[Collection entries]
--- START ---

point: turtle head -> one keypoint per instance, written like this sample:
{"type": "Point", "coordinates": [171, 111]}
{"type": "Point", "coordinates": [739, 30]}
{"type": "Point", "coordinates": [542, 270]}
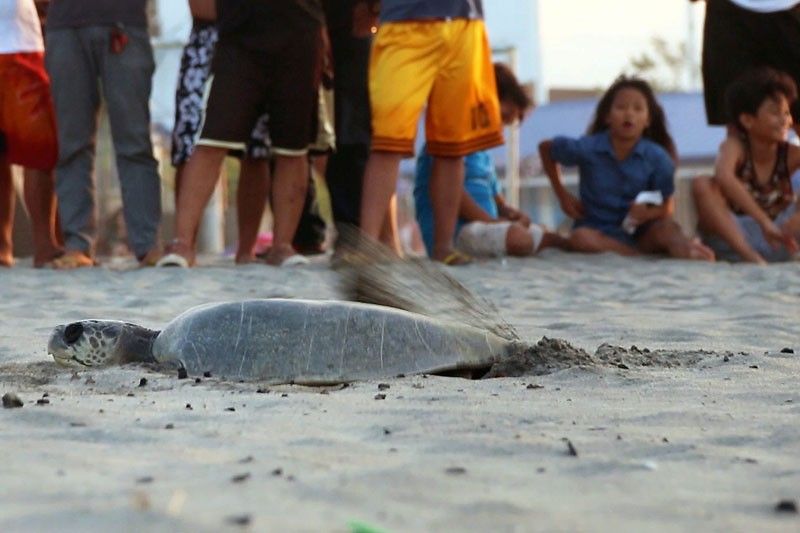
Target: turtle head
{"type": "Point", "coordinates": [90, 343]}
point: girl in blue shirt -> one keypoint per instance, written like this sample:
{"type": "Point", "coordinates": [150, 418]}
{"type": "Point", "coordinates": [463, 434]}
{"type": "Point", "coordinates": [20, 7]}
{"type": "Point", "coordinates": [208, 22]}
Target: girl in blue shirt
{"type": "Point", "coordinates": [626, 151]}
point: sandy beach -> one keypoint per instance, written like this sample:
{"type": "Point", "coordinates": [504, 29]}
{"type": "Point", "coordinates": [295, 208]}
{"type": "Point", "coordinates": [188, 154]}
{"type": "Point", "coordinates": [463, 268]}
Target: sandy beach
{"type": "Point", "coordinates": [696, 428]}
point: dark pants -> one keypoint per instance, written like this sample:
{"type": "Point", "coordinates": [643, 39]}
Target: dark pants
{"type": "Point", "coordinates": [736, 39]}
{"type": "Point", "coordinates": [81, 65]}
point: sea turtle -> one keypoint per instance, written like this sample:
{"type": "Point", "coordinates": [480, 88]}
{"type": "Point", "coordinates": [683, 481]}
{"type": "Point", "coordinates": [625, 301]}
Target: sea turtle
{"type": "Point", "coordinates": [287, 341]}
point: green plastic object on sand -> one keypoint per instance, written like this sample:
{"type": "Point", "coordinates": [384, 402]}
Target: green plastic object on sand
{"type": "Point", "coordinates": [357, 526]}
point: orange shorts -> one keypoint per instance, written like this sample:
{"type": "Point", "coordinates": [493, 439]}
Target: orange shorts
{"type": "Point", "coordinates": [28, 135]}
{"type": "Point", "coordinates": [445, 65]}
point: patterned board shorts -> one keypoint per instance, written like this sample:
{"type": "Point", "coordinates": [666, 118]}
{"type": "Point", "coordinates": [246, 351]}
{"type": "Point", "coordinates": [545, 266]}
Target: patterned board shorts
{"type": "Point", "coordinates": [189, 104]}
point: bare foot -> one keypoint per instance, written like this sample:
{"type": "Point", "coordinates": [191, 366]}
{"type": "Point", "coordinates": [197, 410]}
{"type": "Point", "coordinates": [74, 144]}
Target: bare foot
{"type": "Point", "coordinates": [150, 258]}
{"type": "Point", "coordinates": [454, 258]}
{"type": "Point", "coordinates": [45, 258]}
{"type": "Point", "coordinates": [700, 252]}
{"type": "Point", "coordinates": [177, 254]}
{"type": "Point", "coordinates": [71, 260]}
{"type": "Point", "coordinates": [284, 256]}
{"type": "Point", "coordinates": [246, 258]}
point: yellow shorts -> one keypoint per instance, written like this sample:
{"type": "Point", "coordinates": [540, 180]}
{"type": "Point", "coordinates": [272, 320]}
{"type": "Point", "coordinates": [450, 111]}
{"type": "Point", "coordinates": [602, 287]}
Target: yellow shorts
{"type": "Point", "coordinates": [446, 65]}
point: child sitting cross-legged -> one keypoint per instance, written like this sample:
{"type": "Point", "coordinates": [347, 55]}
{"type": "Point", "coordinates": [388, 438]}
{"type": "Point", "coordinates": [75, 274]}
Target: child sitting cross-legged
{"type": "Point", "coordinates": [748, 209]}
{"type": "Point", "coordinates": [626, 152]}
{"type": "Point", "coordinates": [487, 225]}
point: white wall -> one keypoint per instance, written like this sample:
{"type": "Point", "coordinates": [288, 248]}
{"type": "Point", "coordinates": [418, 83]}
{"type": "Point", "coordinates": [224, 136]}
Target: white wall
{"type": "Point", "coordinates": [516, 23]}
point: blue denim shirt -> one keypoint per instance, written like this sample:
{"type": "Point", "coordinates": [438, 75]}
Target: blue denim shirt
{"type": "Point", "coordinates": [608, 186]}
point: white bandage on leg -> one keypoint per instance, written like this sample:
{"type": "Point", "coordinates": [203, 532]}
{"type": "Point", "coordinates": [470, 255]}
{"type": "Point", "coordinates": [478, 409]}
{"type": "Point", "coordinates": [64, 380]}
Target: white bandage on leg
{"type": "Point", "coordinates": [483, 238]}
{"type": "Point", "coordinates": [537, 234]}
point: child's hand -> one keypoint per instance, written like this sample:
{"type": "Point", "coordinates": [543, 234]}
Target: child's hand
{"type": "Point", "coordinates": [640, 213]}
{"type": "Point", "coordinates": [790, 229]}
{"type": "Point", "coordinates": [571, 205]}
{"type": "Point", "coordinates": [515, 215]}
{"type": "Point", "coordinates": [774, 235]}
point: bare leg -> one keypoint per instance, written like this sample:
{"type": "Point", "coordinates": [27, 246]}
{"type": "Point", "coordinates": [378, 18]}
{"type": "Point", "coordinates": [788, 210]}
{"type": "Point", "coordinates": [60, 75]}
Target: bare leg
{"type": "Point", "coordinates": [180, 170]}
{"type": "Point", "coordinates": [199, 178]}
{"type": "Point", "coordinates": [390, 235]}
{"type": "Point", "coordinates": [380, 183]}
{"type": "Point", "coordinates": [6, 213]}
{"type": "Point", "coordinates": [592, 241]}
{"type": "Point", "coordinates": [288, 195]}
{"type": "Point", "coordinates": [447, 182]}
{"type": "Point", "coordinates": [41, 201]}
{"type": "Point", "coordinates": [519, 241]}
{"type": "Point", "coordinates": [551, 239]}
{"type": "Point", "coordinates": [251, 199]}
{"type": "Point", "coordinates": [665, 235]}
{"type": "Point", "coordinates": [715, 216]}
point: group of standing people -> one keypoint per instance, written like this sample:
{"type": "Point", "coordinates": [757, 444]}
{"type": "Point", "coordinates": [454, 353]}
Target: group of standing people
{"type": "Point", "coordinates": [252, 82]}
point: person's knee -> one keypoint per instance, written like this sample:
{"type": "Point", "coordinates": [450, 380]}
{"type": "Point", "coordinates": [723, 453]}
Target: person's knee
{"type": "Point", "coordinates": [583, 240]}
{"type": "Point", "coordinates": [664, 230]}
{"type": "Point", "coordinates": [519, 241]}
{"type": "Point", "coordinates": [702, 186]}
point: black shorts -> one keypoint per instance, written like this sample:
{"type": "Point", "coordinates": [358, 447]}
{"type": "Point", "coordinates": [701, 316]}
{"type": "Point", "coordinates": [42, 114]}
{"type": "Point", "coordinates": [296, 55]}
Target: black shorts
{"type": "Point", "coordinates": [192, 78]}
{"type": "Point", "coordinates": [736, 39]}
{"type": "Point", "coordinates": [274, 71]}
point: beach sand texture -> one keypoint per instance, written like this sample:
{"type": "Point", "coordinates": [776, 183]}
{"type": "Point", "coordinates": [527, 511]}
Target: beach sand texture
{"type": "Point", "coordinates": [706, 436]}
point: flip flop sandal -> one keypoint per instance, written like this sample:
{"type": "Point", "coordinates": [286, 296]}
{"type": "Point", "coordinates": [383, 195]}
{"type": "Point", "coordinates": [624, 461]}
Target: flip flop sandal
{"type": "Point", "coordinates": [456, 258]}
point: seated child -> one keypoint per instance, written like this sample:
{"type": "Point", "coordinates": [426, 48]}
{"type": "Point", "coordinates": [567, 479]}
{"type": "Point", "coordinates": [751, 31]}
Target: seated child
{"type": "Point", "coordinates": [627, 151]}
{"type": "Point", "coordinates": [748, 208]}
{"type": "Point", "coordinates": [486, 226]}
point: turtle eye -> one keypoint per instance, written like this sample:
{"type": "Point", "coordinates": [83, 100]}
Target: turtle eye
{"type": "Point", "coordinates": [73, 332]}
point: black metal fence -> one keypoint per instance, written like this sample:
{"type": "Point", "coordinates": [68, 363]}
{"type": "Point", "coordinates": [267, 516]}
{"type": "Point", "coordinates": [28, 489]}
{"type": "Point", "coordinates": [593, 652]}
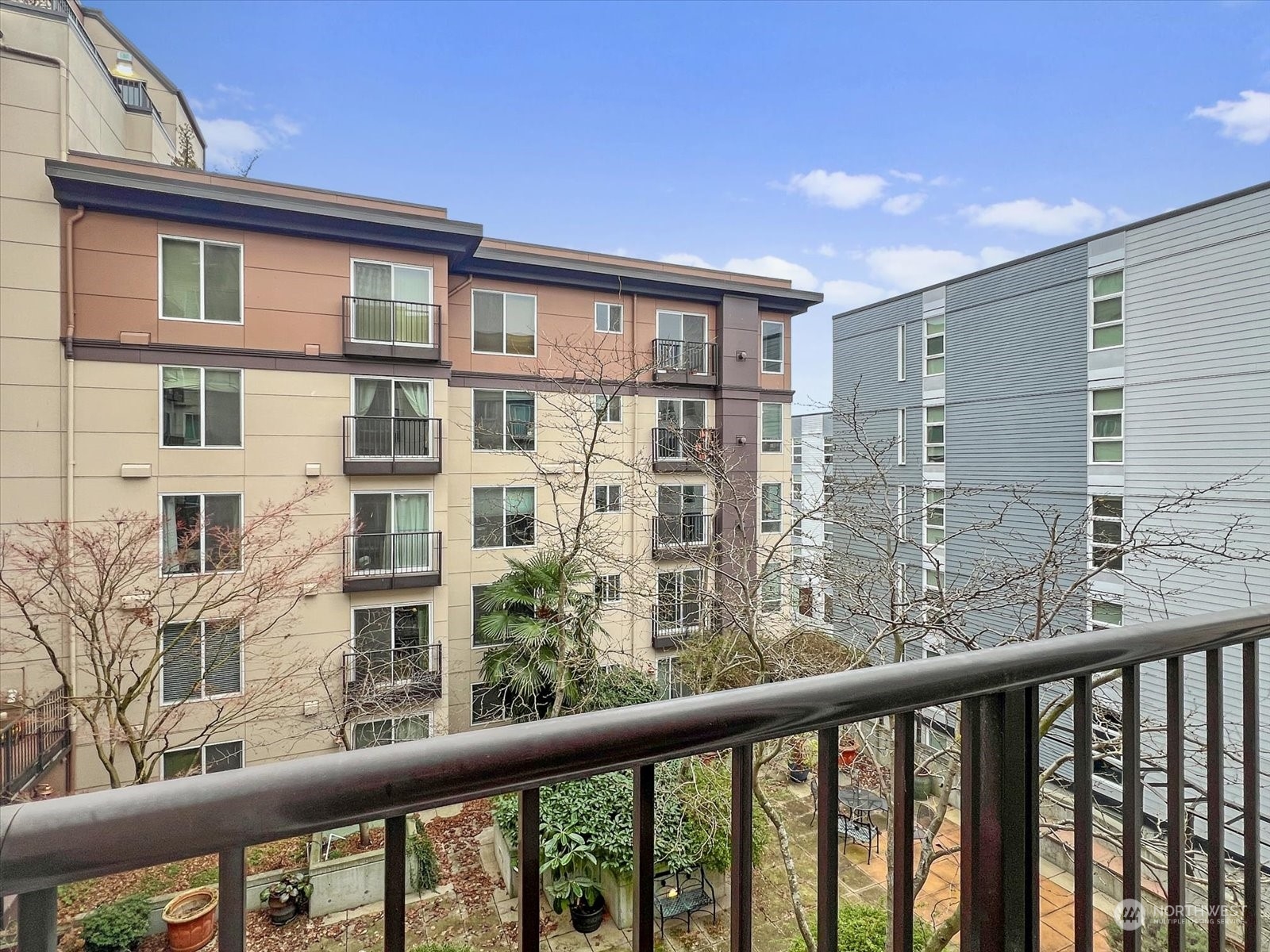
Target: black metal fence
{"type": "Point", "coordinates": [50, 843]}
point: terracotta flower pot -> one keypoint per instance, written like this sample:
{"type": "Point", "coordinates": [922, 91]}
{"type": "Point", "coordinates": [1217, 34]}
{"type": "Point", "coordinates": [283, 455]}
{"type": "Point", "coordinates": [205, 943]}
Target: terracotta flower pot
{"type": "Point", "coordinates": [190, 917]}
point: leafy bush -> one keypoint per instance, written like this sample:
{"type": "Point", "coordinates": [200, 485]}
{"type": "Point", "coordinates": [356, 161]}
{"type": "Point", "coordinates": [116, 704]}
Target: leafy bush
{"type": "Point", "coordinates": [117, 927]}
{"type": "Point", "coordinates": [425, 869]}
{"type": "Point", "coordinates": [863, 928]}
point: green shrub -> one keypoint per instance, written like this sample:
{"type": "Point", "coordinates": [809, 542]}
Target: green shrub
{"type": "Point", "coordinates": [117, 927]}
{"type": "Point", "coordinates": [863, 928]}
{"type": "Point", "coordinates": [425, 867]}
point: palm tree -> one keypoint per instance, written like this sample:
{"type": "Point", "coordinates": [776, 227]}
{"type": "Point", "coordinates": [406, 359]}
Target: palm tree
{"type": "Point", "coordinates": [543, 616]}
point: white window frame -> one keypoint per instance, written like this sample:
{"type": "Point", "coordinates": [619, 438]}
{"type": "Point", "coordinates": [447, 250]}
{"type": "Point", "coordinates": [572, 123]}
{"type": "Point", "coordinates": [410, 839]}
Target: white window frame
{"type": "Point", "coordinates": [927, 446]}
{"type": "Point", "coordinates": [762, 442]}
{"type": "Point", "coordinates": [762, 338]}
{"type": "Point", "coordinates": [506, 295]}
{"type": "Point", "coordinates": [202, 404]}
{"type": "Point", "coordinates": [533, 489]}
{"type": "Point", "coordinates": [202, 757]}
{"type": "Point", "coordinates": [1095, 416]}
{"type": "Point", "coordinates": [926, 346]}
{"type": "Point", "coordinates": [202, 279]}
{"type": "Point", "coordinates": [1094, 300]}
{"type": "Point", "coordinates": [609, 317]}
{"type": "Point", "coordinates": [202, 532]}
{"type": "Point", "coordinates": [202, 666]}
{"type": "Point", "coordinates": [506, 448]}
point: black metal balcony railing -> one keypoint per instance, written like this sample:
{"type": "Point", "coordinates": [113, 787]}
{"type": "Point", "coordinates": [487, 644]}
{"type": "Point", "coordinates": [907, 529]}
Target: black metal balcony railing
{"type": "Point", "coordinates": [685, 361]}
{"type": "Point", "coordinates": [676, 450]}
{"type": "Point", "coordinates": [63, 841]}
{"type": "Point", "coordinates": [393, 674]}
{"type": "Point", "coordinates": [400, 330]}
{"type": "Point", "coordinates": [31, 742]}
{"type": "Point", "coordinates": [391, 444]}
{"type": "Point", "coordinates": [391, 560]}
{"type": "Point", "coordinates": [677, 535]}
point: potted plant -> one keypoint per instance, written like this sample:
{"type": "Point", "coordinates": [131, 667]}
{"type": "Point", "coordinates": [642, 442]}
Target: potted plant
{"type": "Point", "coordinates": [571, 867]}
{"type": "Point", "coordinates": [190, 918]}
{"type": "Point", "coordinates": [287, 896]}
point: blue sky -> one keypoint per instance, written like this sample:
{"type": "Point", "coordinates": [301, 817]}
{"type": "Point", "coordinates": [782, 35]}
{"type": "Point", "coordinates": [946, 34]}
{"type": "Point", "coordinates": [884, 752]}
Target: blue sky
{"type": "Point", "coordinates": [860, 149]}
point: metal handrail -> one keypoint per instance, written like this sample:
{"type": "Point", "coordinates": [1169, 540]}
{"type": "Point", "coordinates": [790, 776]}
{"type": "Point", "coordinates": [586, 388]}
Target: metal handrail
{"type": "Point", "coordinates": [52, 842]}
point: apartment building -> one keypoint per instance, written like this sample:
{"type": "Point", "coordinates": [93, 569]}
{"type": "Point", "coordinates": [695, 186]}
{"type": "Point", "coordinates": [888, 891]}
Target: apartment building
{"type": "Point", "coordinates": [1095, 381]}
{"type": "Point", "coordinates": [190, 344]}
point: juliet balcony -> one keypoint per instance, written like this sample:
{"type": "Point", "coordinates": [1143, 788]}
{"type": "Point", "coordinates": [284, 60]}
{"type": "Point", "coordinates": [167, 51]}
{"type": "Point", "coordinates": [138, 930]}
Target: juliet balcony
{"type": "Point", "coordinates": [391, 446]}
{"type": "Point", "coordinates": [391, 330]}
{"type": "Point", "coordinates": [391, 560]}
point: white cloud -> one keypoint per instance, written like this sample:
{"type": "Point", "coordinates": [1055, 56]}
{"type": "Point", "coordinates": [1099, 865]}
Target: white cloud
{"type": "Point", "coordinates": [1246, 120]}
{"type": "Point", "coordinates": [837, 188]}
{"type": "Point", "coordinates": [1034, 215]}
{"type": "Point", "coordinates": [905, 205]}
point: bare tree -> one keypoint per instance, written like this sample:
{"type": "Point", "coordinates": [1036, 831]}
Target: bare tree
{"type": "Point", "coordinates": [110, 608]}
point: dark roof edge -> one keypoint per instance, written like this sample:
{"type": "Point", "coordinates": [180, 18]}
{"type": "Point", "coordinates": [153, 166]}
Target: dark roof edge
{"type": "Point", "coordinates": [1064, 247]}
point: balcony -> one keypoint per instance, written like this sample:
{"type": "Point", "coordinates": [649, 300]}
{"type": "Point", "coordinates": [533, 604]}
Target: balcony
{"type": "Point", "coordinates": [391, 446]}
{"type": "Point", "coordinates": [88, 835]}
{"type": "Point", "coordinates": [381, 678]}
{"type": "Point", "coordinates": [393, 330]}
{"type": "Point", "coordinates": [683, 450]}
{"type": "Point", "coordinates": [32, 739]}
{"type": "Point", "coordinates": [681, 536]}
{"type": "Point", "coordinates": [691, 362]}
{"type": "Point", "coordinates": [391, 560]}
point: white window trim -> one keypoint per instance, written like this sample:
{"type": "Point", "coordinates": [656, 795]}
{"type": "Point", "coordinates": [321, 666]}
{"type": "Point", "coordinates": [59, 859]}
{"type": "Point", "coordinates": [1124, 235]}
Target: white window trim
{"type": "Point", "coordinates": [202, 664]}
{"type": "Point", "coordinates": [506, 295]}
{"type": "Point", "coordinates": [505, 393]}
{"type": "Point", "coordinates": [202, 404]}
{"type": "Point", "coordinates": [606, 305]}
{"type": "Point", "coordinates": [1094, 440]}
{"type": "Point", "coordinates": [202, 532]}
{"type": "Point", "coordinates": [1091, 300]}
{"type": "Point", "coordinates": [202, 755]}
{"type": "Point", "coordinates": [505, 488]}
{"type": "Point", "coordinates": [762, 359]}
{"type": "Point", "coordinates": [202, 317]}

--- END ---

Assignment - Skip the pictures. Restate exactly the lines from the start of the entries through the line containing "point: patterned board", both ends included.

Solution -
point: turtle head -> one keypoint per instance, written like this sample:
{"type": "Point", "coordinates": [171, 111]}
{"type": "Point", "coordinates": [739, 30]}
{"type": "Point", "coordinates": [542, 270]}
Target: turtle head
{"type": "Point", "coordinates": [90, 343]}
point: girl in blue shirt -> one keypoint per instance, written like this sample:
{"type": "Point", "coordinates": [150, 418]}
{"type": "Point", "coordinates": [463, 434]}
{"type": "Point", "coordinates": [20, 7]}
{"type": "Point", "coordinates": [208, 22]}
Target: girl in blue shirt
{"type": "Point", "coordinates": [626, 151]}
point: sandy beach -> one keypoint per instance, written like this sample:
{"type": "Point", "coordinates": [504, 29]}
{"type": "Point", "coordinates": [295, 208]}
{"type": "Point", "coordinates": [188, 154]}
{"type": "Point", "coordinates": [463, 268]}
Target: sandy beach
{"type": "Point", "coordinates": [696, 428]}
point: dark pants -> one keypoint per instance, written like this sample:
{"type": "Point", "coordinates": [643, 39]}
Target: dark pants
{"type": "Point", "coordinates": [736, 39]}
{"type": "Point", "coordinates": [81, 65]}
point: sea turtle -> one keypoint per instance, written like this sample:
{"type": "Point", "coordinates": [480, 88]}
{"type": "Point", "coordinates": [683, 481]}
{"type": "Point", "coordinates": [625, 301]}
Target: sea turtle
{"type": "Point", "coordinates": [287, 341]}
point: green plastic object on sand -> one keypoint per instance, written like this sample:
{"type": "Point", "coordinates": [384, 402]}
Target: green plastic object on sand
{"type": "Point", "coordinates": [357, 526]}
point: orange shorts -> one keypoint per instance, written like this sample:
{"type": "Point", "coordinates": [493, 439]}
Target: orange shorts
{"type": "Point", "coordinates": [28, 135]}
{"type": "Point", "coordinates": [445, 65]}
point: patterned board shorts -> one keypoint per instance, written like this sample:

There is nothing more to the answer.